───── DATA EXTRACT ─────

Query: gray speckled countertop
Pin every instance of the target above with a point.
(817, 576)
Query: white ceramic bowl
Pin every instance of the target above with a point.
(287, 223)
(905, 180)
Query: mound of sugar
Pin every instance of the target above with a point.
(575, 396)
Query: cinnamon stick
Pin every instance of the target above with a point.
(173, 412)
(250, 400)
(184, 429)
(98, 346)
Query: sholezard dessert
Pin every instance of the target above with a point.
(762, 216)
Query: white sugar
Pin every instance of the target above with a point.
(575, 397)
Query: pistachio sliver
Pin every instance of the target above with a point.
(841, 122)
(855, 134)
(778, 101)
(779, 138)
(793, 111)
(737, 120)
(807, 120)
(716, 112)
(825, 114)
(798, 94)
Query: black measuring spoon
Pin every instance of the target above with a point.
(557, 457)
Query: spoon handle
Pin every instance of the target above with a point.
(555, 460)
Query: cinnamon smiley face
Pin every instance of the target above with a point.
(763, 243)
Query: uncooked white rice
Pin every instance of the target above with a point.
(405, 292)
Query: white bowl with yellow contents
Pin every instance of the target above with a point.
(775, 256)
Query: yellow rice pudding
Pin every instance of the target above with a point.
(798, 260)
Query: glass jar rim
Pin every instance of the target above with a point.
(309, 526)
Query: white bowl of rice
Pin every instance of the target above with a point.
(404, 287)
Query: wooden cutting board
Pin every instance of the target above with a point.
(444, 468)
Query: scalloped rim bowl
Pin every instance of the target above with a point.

─────

Reproduce every one of the lines above word for word.

- _REPLY_:
Query: gray speckled countertop
Pin every instance of the target above with a point.
(817, 576)
Query: white ceramic bowl
Pin every instance of the target above with a point.
(287, 223)
(905, 180)
Query: mound of sugar
Pin every instance of the target above with a point.
(575, 396)
Query: cinnamon stick
Pin every instance of the target above with a point.
(173, 412)
(250, 400)
(184, 429)
(98, 346)
Query: sholezard dessert
Pin every instance of the target above with a point.
(762, 216)
Query: white sugar
Pin every instance of the target above with a point.
(575, 397)
Query: pistachio sliver
Pin every instance of the target above with a point.
(841, 122)
(855, 134)
(778, 101)
(779, 138)
(793, 111)
(737, 120)
(807, 120)
(716, 112)
(825, 114)
(798, 94)
Query: black measuring spoon
Pin every instance of the target above with a point.
(557, 457)
Query: spoon handle
Pin every instance of the target above with a point.
(555, 460)
Query: cinnamon smiley face
Pin every instance of the target above with a point.
(763, 243)
Query: uncooked white rice
Pin every instance of the target above with a point.
(405, 292)
Query: white bowl with yellow contents
Pin every instance of the target above with a point.
(775, 256)
Query: yellow rice pudding
Pin every instance of the target above with a point.
(798, 260)
Query: glass jar rim
Pin every instance of the target above with a point.
(309, 526)
Query: white bowl of rice
Pin every instance of the target above with a point.
(404, 287)
Query: wooden cutting board
Pin every instance of the target above with a point.
(444, 468)
Query: scalloped rim bowl
Pin every instance of the target above with a point.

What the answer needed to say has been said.